-- BEGIN Document segment --
The Maris Review, vol 27
You will either come away from this with new insight into the quagmire of contemporary book coverage, or you will simply see me as an overthinker extraordinaire with not enough hobbies.
What I read this week
An Image of My Name Enters America: Essays by Lucy Ives
Now this is my shit. I’m a sucker for an essay collection that explores popular culture through a personal lens as well as an academic one, and this one from novelist and poet Lucy Ives spans agilely from the intimate to the historical to the theoretical. She brings an astonishing level of acumen to all.
Truthfully, this is the book I wish I could write if only I were a better intellectual. I have never studied theory. I think in college I thought Comparative Lit meant a course of study in which students compared a bunch of different books all at once, and one at a time was plenty for me back then. My education in theory mostly comes from reading contemporary books that reference the theorists: my understanding of the philosophies of Lacan and Derrida and Barthes has mostly trickled down from my reading of other very smart books. Lauren Berlant’s Cruel Optimism sits on my shelf unopened but I feel as though I’ve already read it, so often is Berlant’s work cited in recent creative nonfiction that I’ve loved.
This was a roundabout way of saying that I was very much knocked out by all of the esssays in this volume, but especially the one about linguistics, Reality Bites, irony (Alanis Morissette, of course), apocalypse, delusion, and feeling something in the pit of your soul that you don’t have the vocabulary to articulate just yet…
Wild Faith: How the Christian Right Is Taking Over America by Talia Lavin
Look at just about any newspaper headline in recent years and it becomes clear that, if ever church and state were separate entities, then the line between them is ever diminishing. Such a topic could make for a thoroughly miserable read, but it’s a testament to Talia Lavin’s skill as a writer, with meaty (sorry!) prose and witty commentary that she makes thoroughly enjoyable what’s otherwise deeply unsettling. For instance, in describing the way in which Christian Zionists influence foreign policy only with the hopes that the Jewish people can then die out and Christ may one day rise again, Talia Lavin writes: “Zionists love Jews like a hungry man loves a chicken wing; it’s an interest born out of need whose end is total consumption.”
On writing year-end lists
This year I’m writing a best books of the year list for a publication I won’t name (but it’s pretty easy to Google) and my selections were due yesterday. Thankfully, I have a little longer to agonize about what each individual blurb will say.
I thought I’d break down some of my concerns as I went about choosing the titles: you will either come away from this with new insight into the quagmire of contemporary book coverage, or you will simply see me as an overthinker extraordinaire with not enough hobbies. I’ll take the risk.
-- END Document segment --
-- BEGIN Dataset section --
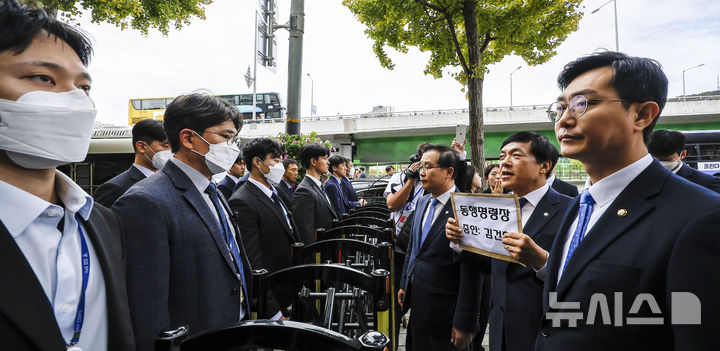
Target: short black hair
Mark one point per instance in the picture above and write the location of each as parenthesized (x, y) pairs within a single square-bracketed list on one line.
[(636, 79), (289, 161), (666, 142), (335, 161), (148, 130), (540, 147), (489, 169), (261, 147), (20, 24), (197, 112), (311, 151), (447, 158)]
-- END Dataset section --
§ Exercise aim
Summarize the newsletter issue in two sentences. The material comes from a different source than the text.

§ Result
In this issue of The Maris Review, the writer praises Lucy Ives's essay collection An Image of My Name Enters America for moving from the intimate to the historical to the theoretical. The writer also praises Talia Lavin's Wild Faith for making an unsettling subject, the Christian Right, enjoyable through witty prose, and notes writing a best books of the year list and wanting to break down the concerns involved in choosing its titles.